**Instructions:**
**a)** Return the passage from the news report on coronavirus isolates in India, starting at "NEW DELHI: A" and ending at "genetic mutations occur.".
**b)** Answer these questions using the news report on coronavirus isolates in India:
(i) From how many patients have virus isolates been extracted successfully in India so far?
(ii) Who is the chief epidemiologist at the ICMR?
(iii) Peking University scientists studied virus isolates from how many cases of coronavirus?

**Excerpt provided:**
Experts believe that viruses are always mutating, especially RNA viruses like COVID-19.   When someone is infected with the coronavirus, it replicates in their respiratory tract.

Sumi Sukanya Dutta

NEW DELHI: A senior scientist with India’s top health research agency, Indian Council for Medical Research (ICMR), on Thursday said that virus isolates from 11 patients of coronavirus infection have been extracted successfully in India so far. This will allow the ICMR to study whether the strain prevalent in India is different from those in other countries, he said. 

Experts believe that viruses are always mutating, especially RNA viruses like COVID-19.   When someone is infected with the coronavirus, it replicates in their respiratory tract. Every time it does, around half-a-dozen genetic mutations occur.

Isolating and studying genome sequencing of viruses from a large number of confirmed patients allow scientists to examine the extent of mutation occurring as the outbreak progresses and helps assess if the infection is getting deadlier.

“We had first isolated viruses from the earliest two confirmed patients in Kerala who had returned from Wuhan in China. The genome sequence of those viruses were very similar to the ones reported from Wuhan. We now have more set of isolates to study the extent of variations,” said Dr R R Gangakhedkar, chief epidemiologist at the ICMR. 

Scientists from Peking University in China, after studying virus isolates taken from 103 cases of coronavirus sometime back, had found common mutations aocations on the genome. The team identified two types of the virus based on differences in the genome at two regions — 72 were considered to be the “L type” and 29 as  “S type”.

A separate analysis by the team suggested the L-type was derived from the older S-type. The first strain is likely to have emerged around the time the virus jumped from animals to humans. The second emerged soon after that, the researchers said. Both are believed to be involved in the current global outbreak. The fact that the L-type is more prevalent suggests that it  could be  “more aggressive”, the team noted.

**Record extracts:**

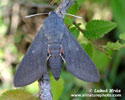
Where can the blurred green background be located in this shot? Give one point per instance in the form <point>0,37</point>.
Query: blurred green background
<point>17,33</point>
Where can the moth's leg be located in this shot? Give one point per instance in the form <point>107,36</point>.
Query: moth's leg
<point>61,53</point>
<point>49,55</point>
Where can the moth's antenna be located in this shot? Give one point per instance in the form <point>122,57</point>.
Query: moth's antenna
<point>74,15</point>
<point>36,15</point>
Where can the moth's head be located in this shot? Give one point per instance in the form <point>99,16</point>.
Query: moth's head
<point>52,13</point>
<point>53,21</point>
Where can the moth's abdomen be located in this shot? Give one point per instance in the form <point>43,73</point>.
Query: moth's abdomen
<point>55,60</point>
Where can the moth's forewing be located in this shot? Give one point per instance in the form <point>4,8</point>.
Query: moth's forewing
<point>77,60</point>
<point>33,64</point>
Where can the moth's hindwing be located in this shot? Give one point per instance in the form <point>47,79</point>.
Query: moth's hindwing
<point>33,64</point>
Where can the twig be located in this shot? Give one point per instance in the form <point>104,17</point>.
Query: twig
<point>45,88</point>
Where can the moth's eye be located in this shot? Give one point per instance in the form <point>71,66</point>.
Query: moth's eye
<point>49,13</point>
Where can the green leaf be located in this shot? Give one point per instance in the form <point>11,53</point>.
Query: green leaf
<point>122,36</point>
<point>17,94</point>
<point>114,46</point>
<point>57,87</point>
<point>72,10</point>
<point>118,10</point>
<point>96,29</point>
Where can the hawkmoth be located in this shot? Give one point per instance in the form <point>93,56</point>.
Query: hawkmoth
<point>55,44</point>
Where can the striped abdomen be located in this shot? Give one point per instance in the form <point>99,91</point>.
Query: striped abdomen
<point>55,60</point>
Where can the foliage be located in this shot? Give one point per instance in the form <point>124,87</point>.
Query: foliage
<point>96,29</point>
<point>17,94</point>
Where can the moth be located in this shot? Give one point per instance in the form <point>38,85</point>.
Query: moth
<point>55,44</point>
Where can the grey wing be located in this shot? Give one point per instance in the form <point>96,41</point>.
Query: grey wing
<point>33,64</point>
<point>77,60</point>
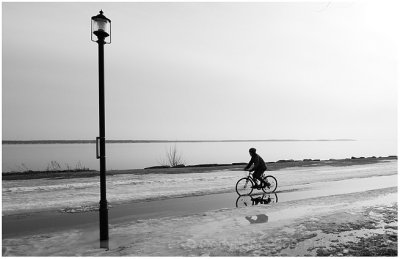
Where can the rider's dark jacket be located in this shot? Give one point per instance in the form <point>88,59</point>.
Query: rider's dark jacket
<point>259,164</point>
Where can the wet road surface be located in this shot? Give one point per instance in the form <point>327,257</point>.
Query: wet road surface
<point>43,222</point>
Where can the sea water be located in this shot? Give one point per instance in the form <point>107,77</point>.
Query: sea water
<point>22,157</point>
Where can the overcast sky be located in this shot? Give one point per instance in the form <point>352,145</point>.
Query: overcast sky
<point>301,70</point>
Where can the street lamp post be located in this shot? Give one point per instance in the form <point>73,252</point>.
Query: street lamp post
<point>101,28</point>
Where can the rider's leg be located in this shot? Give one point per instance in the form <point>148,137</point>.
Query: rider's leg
<point>257,176</point>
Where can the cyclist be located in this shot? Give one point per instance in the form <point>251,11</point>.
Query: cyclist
<point>259,167</point>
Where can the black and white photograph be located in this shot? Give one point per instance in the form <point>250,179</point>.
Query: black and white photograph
<point>200,128</point>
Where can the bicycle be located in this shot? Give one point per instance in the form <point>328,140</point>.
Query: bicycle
<point>245,185</point>
<point>256,199</point>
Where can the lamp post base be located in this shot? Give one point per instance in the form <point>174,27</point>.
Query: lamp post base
<point>104,244</point>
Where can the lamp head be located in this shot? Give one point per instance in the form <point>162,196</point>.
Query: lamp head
<point>101,28</point>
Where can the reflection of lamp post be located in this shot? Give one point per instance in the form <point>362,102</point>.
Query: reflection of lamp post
<point>101,27</point>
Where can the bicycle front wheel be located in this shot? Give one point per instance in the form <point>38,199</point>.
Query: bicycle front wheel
<point>270,184</point>
<point>244,186</point>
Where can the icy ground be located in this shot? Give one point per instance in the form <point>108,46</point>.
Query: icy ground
<point>23,196</point>
<point>334,225</point>
<point>345,224</point>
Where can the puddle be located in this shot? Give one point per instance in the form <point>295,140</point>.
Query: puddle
<point>39,222</point>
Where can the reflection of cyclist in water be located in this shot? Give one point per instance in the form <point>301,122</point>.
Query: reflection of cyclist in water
<point>259,167</point>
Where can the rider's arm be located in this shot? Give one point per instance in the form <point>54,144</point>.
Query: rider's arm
<point>249,164</point>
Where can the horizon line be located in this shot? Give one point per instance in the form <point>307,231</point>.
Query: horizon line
<point>77,141</point>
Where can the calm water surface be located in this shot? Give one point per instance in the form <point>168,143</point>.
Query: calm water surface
<point>140,155</point>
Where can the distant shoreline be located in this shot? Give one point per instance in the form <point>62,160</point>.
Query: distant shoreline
<point>22,142</point>
<point>201,168</point>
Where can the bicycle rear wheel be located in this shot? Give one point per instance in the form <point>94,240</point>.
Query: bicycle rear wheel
<point>244,186</point>
<point>271,184</point>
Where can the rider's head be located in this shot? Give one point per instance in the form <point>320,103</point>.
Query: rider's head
<point>252,151</point>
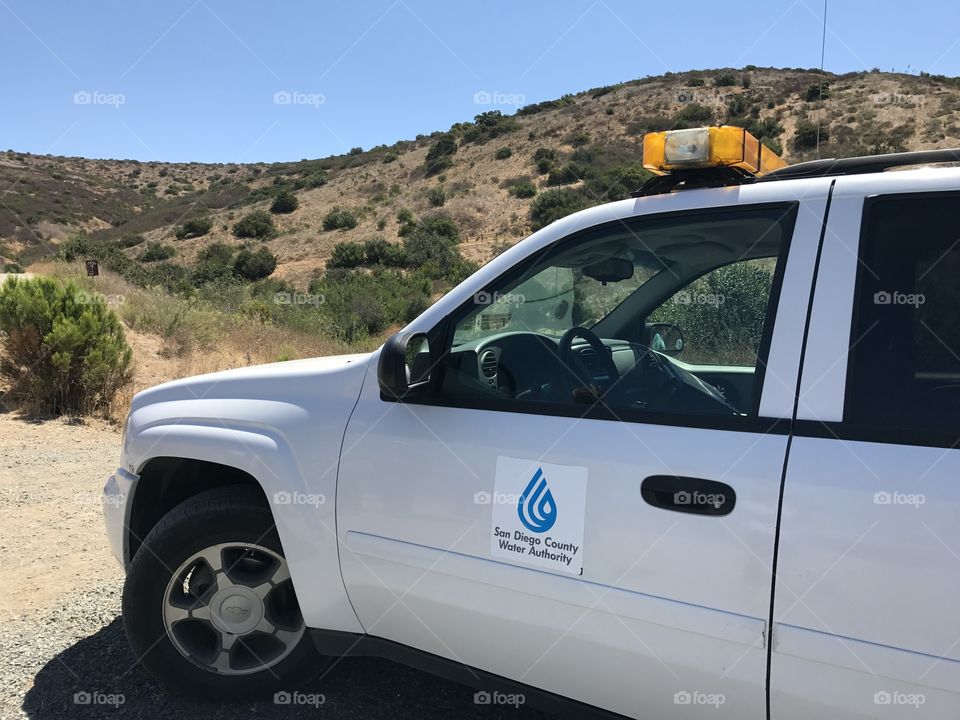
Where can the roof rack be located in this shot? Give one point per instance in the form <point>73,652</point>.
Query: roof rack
<point>861,165</point>
<point>693,179</point>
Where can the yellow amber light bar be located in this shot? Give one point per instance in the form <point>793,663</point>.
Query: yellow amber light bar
<point>725,146</point>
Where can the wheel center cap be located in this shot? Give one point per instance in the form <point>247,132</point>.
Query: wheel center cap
<point>236,610</point>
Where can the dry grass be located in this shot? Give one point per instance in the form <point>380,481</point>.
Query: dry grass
<point>173,337</point>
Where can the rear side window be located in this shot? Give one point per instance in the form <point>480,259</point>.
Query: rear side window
<point>905,343</point>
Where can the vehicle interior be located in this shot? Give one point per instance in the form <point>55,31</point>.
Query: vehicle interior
<point>600,319</point>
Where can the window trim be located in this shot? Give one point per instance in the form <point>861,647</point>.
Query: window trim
<point>847,429</point>
<point>441,336</point>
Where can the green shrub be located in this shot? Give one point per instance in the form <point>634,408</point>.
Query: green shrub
<point>727,332</point>
<point>805,136</point>
<point>437,196</point>
<point>569,173</point>
<point>692,115</point>
<point>347,255</point>
<point>155,252</point>
<point>197,227</point>
<point>339,219</point>
<point>258,224</point>
<point>553,205</point>
<point>284,202</point>
<point>524,189</point>
<point>618,182</point>
<point>130,240</point>
<point>357,304</point>
<point>811,93</point>
<point>378,251</point>
<point>214,262</point>
<point>256,264</point>
<point>63,349</point>
<point>439,155</point>
<point>725,79</point>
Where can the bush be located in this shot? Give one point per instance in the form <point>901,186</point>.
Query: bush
<point>727,333</point>
<point>378,251</point>
<point>197,227</point>
<point>617,183</point>
<point>553,205</point>
<point>257,224</point>
<point>130,240</point>
<point>522,189</point>
<point>692,115</point>
<point>437,196</point>
<point>339,219</point>
<point>725,79</point>
<point>545,159</point>
<point>155,252</point>
<point>256,264</point>
<point>569,173</point>
<point>805,136</point>
<point>811,93</point>
<point>439,155</point>
<point>347,255</point>
<point>214,262</point>
<point>64,351</point>
<point>284,202</point>
<point>358,304</point>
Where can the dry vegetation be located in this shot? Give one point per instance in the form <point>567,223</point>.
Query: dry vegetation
<point>130,205</point>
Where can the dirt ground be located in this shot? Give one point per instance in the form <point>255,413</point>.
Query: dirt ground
<point>63,652</point>
<point>52,540</point>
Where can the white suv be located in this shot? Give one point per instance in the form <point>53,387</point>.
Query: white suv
<point>691,454</point>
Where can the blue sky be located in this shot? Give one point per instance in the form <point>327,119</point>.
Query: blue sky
<point>243,81</point>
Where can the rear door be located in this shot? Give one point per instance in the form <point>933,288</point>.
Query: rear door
<point>515,536</point>
<point>866,618</point>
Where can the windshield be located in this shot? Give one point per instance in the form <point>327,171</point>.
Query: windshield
<point>551,301</point>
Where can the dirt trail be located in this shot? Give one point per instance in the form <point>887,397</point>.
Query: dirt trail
<point>52,540</point>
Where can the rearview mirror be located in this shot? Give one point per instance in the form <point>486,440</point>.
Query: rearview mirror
<point>665,338</point>
<point>404,364</point>
<point>609,270</point>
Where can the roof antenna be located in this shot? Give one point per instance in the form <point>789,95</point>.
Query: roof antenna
<point>823,48</point>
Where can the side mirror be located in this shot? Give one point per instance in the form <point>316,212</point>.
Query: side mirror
<point>666,338</point>
<point>404,364</point>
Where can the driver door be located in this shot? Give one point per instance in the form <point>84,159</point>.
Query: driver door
<point>611,548</point>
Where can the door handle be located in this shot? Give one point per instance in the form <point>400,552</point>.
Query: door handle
<point>689,495</point>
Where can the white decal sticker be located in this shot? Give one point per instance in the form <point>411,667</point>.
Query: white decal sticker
<point>542,525</point>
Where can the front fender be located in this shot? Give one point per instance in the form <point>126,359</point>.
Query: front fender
<point>292,450</point>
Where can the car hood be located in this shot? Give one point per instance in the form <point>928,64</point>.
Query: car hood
<point>293,381</point>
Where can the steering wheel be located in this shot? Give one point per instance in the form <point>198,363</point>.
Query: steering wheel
<point>573,360</point>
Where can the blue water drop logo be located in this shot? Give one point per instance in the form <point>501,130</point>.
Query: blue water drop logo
<point>537,509</point>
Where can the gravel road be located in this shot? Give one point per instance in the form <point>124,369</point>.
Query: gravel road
<point>63,653</point>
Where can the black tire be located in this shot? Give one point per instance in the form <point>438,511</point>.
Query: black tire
<point>224,515</point>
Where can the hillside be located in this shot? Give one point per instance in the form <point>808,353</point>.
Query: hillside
<point>45,199</point>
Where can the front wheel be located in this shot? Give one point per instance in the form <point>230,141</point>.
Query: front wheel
<point>209,606</point>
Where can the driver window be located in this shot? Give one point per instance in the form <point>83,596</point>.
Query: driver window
<point>721,314</point>
<point>562,330</point>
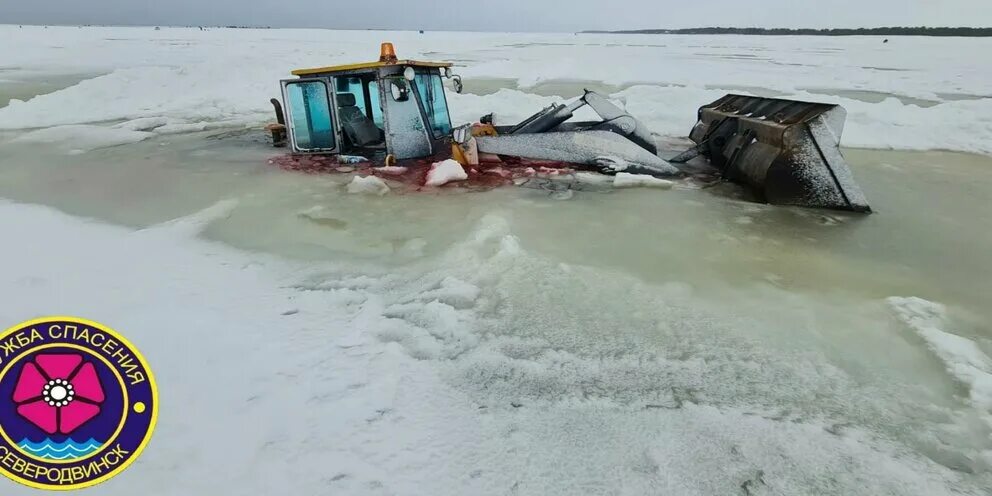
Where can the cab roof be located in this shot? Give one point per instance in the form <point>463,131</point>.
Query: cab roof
<point>387,58</point>
<point>368,65</point>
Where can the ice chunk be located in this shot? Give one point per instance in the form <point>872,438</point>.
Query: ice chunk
<point>391,170</point>
<point>627,180</point>
<point>143,123</point>
<point>368,185</point>
<point>442,173</point>
<point>961,356</point>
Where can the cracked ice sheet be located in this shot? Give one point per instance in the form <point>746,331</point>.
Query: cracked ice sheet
<point>277,376</point>
<point>184,75</point>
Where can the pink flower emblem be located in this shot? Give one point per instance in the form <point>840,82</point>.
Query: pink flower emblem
<point>58,392</point>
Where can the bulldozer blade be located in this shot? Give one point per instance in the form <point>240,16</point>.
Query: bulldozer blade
<point>787,150</point>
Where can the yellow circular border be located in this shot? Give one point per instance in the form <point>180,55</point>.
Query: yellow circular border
<point>120,425</point>
<point>151,382</point>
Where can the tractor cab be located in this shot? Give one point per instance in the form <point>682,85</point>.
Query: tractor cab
<point>390,107</point>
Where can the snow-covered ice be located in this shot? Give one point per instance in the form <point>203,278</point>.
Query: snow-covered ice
<point>386,383</point>
<point>683,342</point>
<point>913,93</point>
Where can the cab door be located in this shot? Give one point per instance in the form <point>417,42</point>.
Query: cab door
<point>407,135</point>
<point>311,117</point>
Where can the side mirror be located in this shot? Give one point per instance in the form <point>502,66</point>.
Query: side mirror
<point>400,90</point>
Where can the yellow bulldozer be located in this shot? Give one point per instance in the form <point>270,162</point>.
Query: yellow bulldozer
<point>394,112</point>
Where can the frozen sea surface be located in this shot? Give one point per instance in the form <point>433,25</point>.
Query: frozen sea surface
<point>517,341</point>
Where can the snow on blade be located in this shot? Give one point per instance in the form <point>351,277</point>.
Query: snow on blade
<point>442,173</point>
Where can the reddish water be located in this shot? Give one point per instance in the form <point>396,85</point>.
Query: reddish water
<point>413,173</point>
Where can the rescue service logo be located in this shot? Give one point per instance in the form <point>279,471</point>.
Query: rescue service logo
<point>78,403</point>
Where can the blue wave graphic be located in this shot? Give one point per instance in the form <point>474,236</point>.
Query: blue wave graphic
<point>60,451</point>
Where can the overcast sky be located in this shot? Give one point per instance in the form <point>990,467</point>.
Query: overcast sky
<point>505,15</point>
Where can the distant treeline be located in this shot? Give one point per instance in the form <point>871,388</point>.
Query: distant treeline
<point>890,31</point>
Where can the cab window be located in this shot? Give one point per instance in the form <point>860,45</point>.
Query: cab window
<point>310,115</point>
<point>431,92</point>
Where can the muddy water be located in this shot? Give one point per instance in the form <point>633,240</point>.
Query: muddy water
<point>928,236</point>
<point>785,306</point>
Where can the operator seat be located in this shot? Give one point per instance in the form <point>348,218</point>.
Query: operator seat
<point>361,130</point>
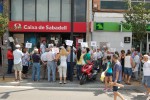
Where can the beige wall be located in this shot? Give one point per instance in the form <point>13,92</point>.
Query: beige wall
<point>97,2</point>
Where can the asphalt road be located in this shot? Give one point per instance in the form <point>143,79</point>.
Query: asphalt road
<point>63,93</point>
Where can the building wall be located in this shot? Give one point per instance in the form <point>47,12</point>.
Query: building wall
<point>114,39</point>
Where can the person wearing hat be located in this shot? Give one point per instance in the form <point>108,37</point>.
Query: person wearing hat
<point>18,54</point>
<point>10,58</point>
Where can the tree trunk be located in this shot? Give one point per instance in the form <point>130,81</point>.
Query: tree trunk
<point>140,46</point>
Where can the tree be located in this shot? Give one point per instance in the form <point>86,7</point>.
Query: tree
<point>3,24</point>
<point>136,18</point>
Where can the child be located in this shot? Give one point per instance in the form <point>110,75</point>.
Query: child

**Results of the exercise:**
**a)**
NEW DELHI: A senior scientist with India’s top health research agency, Indian Council for Medical Research (ICMR), on Thursday said that virus isolates from 11 patients of coronavirus infection have been extracted successfully in India so far. This will allow the ICMR to study whether the strain prevalent in India is different from those in other countries, he said. 

Experts believe that viruses are always mutating, especially RNA viruses like COVID-19.   When someone is infected with the coronavirus, it replicates in their respiratory tract. Every time it does, around half-a-dozen genetic mutations occur.

**b)**
(i) 11 patients
(ii) Dr R R Gangakhedkar
(iii) 103 cases